> [What this task involves]
Output all entries verbatim.

[Records from a data source]
——
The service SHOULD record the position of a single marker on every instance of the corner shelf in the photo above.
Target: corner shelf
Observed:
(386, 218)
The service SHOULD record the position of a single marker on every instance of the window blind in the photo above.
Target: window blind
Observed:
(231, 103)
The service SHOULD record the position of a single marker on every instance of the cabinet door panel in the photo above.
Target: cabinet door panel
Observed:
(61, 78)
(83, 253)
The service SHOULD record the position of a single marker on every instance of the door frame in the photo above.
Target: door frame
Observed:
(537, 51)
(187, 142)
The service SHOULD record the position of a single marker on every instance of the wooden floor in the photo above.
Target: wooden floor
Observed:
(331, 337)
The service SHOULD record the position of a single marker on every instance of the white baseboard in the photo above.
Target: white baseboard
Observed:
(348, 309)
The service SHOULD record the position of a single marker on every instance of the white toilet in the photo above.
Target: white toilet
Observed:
——
> [Output]
The service SHOULD record the position of a single marker on every instance of the corner shelf in the photo above.
Target: corner shelf
Observed:
(386, 218)
The service SHOULD record the position of a single marker on every instance of the window blind in the photo above.
Target: window blind
Observed:
(231, 103)
The service SHOULD record the position of a single marker on every instance of the cabinet door panel in the photo above.
Target: cabinet door panel
Observed:
(61, 78)
(83, 253)
The service SHOULD record the position of a single marker on every instance of the door frame in the photo above.
Target: door frame
Observed:
(537, 51)
(187, 142)
The service SHOULD record the position of a single marker on every instance of the wooden floor in the photo above.
Target: wooden floor
Observed:
(331, 337)
The service SHOULD record the position of a single marker on every instance of the white baseboard in the photo above.
Target: white baseboard
Observed:
(348, 309)
The service SHOULD record the position of a single marker on every instance of the white toilet in the photo above.
Target: white toilet
Observed:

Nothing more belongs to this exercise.